• _BLOCO DE TEXTO_
::::::::
GS: Como os museus são ferramentas de potencial transformador e de comunidade em uma cidade?
LA: 
Os museus têm um papel gigantesco. Mais do que apenas espaços expositivos, são espaços de compartilhamento de ideias, educativos, de convívio, sobretudo para além das artes. Eles têm o papel de pensar a sua relação com o entorno, como podem interagir com ele, como podem se sensibilizar para entender as questões relacionadas às comunidades em que estão envolvidos. Acho que o papel deles é realmente pensar em iniciativas na cidade, ainda mais num país como o Brasil, que não tem na sua cultura o hábito de frequentar museus. Ele tem que ser mais do que só um museu, tem que ser um centro cultural, um centro de discussão, ainda que se posicione como museu, porque isso é também importante em termos institucionais. Ele tem que pensar nas articulações entre sociedade e pessoas. O museu só atinge os seus objetivos a partir do momento que atinge pessoas, que consegue apresentar artes que vão sensibilizar a sociedade. Acho que os museus também têm que abrir seus espaços para outras iniciativas para além das artes visuais. Eles têm um papel gigantesco na educação e na sensibilização da sociedade.

Foto: Arquivo Pessoal

GS: Como as cidades poderiam incentivar ainda mais a presença e consumo da arte?
LA: 
Pensando em políticas públicas. A partir do momento em que se entender a arte também como potência econômica, como potência de empregos, de girar a economia e de mostrar que ela pode trazer mudanças substanciais na forma de pensar, de olhar criticamente para as coisas e até na melhoria da sociedade, não só nos aspectos relacionados à arte, à criatividade, mas também nas transformações relacionadas à sustentabilidade, às questões econômicas e sociais. Isso vai ser o ponto de virada para que a gente consiga efetivamente valorizar mais e pensar nessas políticas públicas. É muito interessante não olhar para a arte só como algo poético. Obviamente ela é, mas olhar para a arte também como potência econômica, de projetar uma cidade para o mundo. A arte é economia e também diplomacia. Quantas pessoas não vão até Paris para visitar o Louvre, ou para a Espanha visitar o Museu da Reina Sofia? A partir do momento que as pessoas entenderem isso, talvez a gente mude a nossa forma de olhar para a cultura. Basta ver o que aconteceu com o filme da Fernanda Torres e como isso ajudou a projetar a imagem do Brasil. A partir do momento que a gente olhar para a arte dessa forma, vai engrandecer não só o nosso país enquanto potência criativa, mas também mostrar que isso pode ser uma ferramenta econômica e de projeção mundo afora.
::::::::
• _APLICANDO A LEITURA_
**A)** Responda com base na entrevista sobre museus e arte nas cidades:
(i) Que hábito, segundo a entrevista, o Brasil não tem em sua cultura?
(ii) Quais museus são citados como motivo de viagens a Paris e à Espanha?
(iii) Além de economia, o que a arte também é, de acordo com a entrevista?
**B)** Continue a entrevista sobre museus e arte nas cidades a partir do ponto em que ela para.
::::::::
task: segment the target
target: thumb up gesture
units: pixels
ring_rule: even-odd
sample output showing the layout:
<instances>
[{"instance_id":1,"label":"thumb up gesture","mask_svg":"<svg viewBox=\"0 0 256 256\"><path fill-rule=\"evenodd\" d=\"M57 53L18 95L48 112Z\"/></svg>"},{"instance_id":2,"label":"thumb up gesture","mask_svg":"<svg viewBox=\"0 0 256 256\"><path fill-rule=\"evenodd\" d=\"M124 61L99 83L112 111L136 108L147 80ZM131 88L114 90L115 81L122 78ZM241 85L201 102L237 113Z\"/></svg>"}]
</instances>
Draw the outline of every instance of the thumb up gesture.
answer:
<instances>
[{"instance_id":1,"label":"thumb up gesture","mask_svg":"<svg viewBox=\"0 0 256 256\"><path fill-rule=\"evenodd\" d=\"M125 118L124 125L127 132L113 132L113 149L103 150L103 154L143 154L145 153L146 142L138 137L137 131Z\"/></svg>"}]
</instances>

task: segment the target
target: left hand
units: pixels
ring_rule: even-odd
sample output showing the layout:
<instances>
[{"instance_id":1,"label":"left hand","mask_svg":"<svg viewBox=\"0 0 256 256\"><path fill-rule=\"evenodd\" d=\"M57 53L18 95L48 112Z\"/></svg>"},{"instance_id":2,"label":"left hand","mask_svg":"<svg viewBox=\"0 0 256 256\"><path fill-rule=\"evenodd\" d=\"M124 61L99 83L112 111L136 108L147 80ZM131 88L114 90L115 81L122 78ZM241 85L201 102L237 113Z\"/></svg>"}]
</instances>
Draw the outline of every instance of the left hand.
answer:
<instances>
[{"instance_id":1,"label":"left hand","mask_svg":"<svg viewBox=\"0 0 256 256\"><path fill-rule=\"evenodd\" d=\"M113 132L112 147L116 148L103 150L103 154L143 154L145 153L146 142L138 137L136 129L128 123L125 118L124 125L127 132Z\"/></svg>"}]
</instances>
::::::::
• _RESPOSTAS_
**A)**
(i) O hábito de frequentar museus.
(ii) O Louvre, em Paris, e o Museu da Reina Sofia, na Espanha.
(iii) Diplomacia.

**B)**
GS: Que cidade é inspiradora pra você?
LA: 
Tem duas. A primeira é São Paulo. Sinto que a cada esquina, por mais que tenham muitos problemas, existem também resoluções criativas que a sociedade tenta articular para pensar. Eu acho que São Paulo é, sem dúvida nenhuma, uma das cidades mais criativas e que mais pulsa a arte. Tem tantas galerias, tantas iniciativas independentes e institucionais bacanas. A segunda, um pouco mais clichê e mais tradicional, é Paris. Corre nas veias de Paris essa paixão e respeito pela arte, pela cultura, a compreensão da importância da arte e da cultura para a delimitação da sociedade de forma geral. Em todos os museus você vê desde crianças até velhinhos frequentando as exposições. É muito inspirador e impossível não refletir sobre como Paris é essa potência da arte mundial.

GS: Como é possível democratizar a arte?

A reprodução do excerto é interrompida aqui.